# [What the exercise asks]
Could you return, word for word and with nothing else, the stretch of the listing below from the line containing "the pear leaf." through the end of the listing?

# [Record set]
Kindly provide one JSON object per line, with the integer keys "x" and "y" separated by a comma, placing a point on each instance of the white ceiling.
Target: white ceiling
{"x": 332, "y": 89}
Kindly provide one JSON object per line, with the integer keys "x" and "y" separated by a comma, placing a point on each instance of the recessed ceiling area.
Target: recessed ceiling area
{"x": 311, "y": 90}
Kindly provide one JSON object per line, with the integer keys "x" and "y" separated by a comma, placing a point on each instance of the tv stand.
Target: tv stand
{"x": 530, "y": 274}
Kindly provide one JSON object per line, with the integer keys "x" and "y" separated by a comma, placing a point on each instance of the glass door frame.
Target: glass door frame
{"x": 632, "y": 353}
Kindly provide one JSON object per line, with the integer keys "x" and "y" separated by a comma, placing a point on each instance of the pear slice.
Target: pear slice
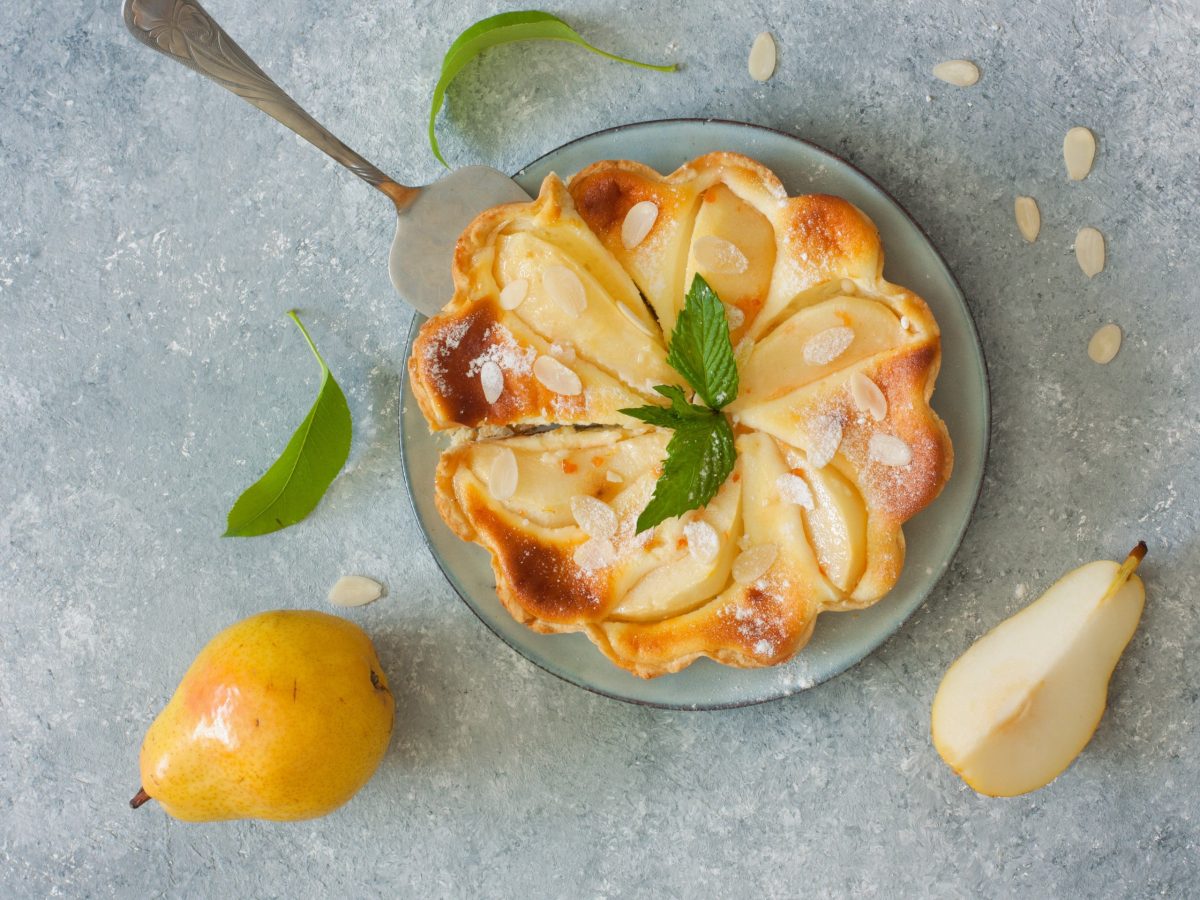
{"x": 1019, "y": 706}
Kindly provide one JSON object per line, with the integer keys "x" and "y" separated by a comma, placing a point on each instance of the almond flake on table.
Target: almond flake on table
{"x": 502, "y": 478}
{"x": 868, "y": 396}
{"x": 762, "y": 57}
{"x": 754, "y": 563}
{"x": 959, "y": 72}
{"x": 639, "y": 222}
{"x": 703, "y": 543}
{"x": 354, "y": 591}
{"x": 826, "y": 346}
{"x": 564, "y": 287}
{"x": 888, "y": 450}
{"x": 1029, "y": 217}
{"x": 793, "y": 489}
{"x": 593, "y": 516}
{"x": 514, "y": 294}
{"x": 491, "y": 378}
{"x": 719, "y": 256}
{"x": 557, "y": 377}
{"x": 1090, "y": 251}
{"x": 1105, "y": 343}
{"x": 1079, "y": 153}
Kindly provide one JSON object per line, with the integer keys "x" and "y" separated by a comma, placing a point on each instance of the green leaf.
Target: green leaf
{"x": 297, "y": 481}
{"x": 700, "y": 457}
{"x": 507, "y": 28}
{"x": 701, "y": 349}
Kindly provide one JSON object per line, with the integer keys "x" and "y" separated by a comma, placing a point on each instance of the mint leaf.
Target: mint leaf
{"x": 700, "y": 457}
{"x": 505, "y": 28}
{"x": 297, "y": 481}
{"x": 701, "y": 349}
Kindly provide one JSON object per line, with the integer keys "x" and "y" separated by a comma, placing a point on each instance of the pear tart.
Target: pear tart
{"x": 837, "y": 444}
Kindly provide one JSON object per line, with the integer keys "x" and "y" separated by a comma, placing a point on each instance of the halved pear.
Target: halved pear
{"x": 1019, "y": 706}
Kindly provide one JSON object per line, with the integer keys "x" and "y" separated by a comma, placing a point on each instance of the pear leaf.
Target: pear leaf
{"x": 297, "y": 481}
{"x": 507, "y": 28}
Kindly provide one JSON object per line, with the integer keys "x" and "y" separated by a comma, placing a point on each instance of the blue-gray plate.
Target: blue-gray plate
{"x": 933, "y": 537}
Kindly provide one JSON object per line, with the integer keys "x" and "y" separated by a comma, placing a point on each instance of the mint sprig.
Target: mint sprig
{"x": 701, "y": 453}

# [Response]
Kindly provide one JSON object per line, with the integer keys "x" and "y" separated by a comma, placing a point on each instance of the pear leaf.
Target: pear leaf
{"x": 297, "y": 481}
{"x": 507, "y": 28}
Kindly provide one JSON object per line, with the integer keys "x" and "y" separated by a comma, placing a point on each instance of the blue-gray plate.
Target: blue-gray plate
{"x": 933, "y": 537}
Kindly provide one JSON object per line, with the integer keys "x" and "y" separated by a comma, placing a point on each instance of the mint sprig.
Target: mint sprig
{"x": 701, "y": 453}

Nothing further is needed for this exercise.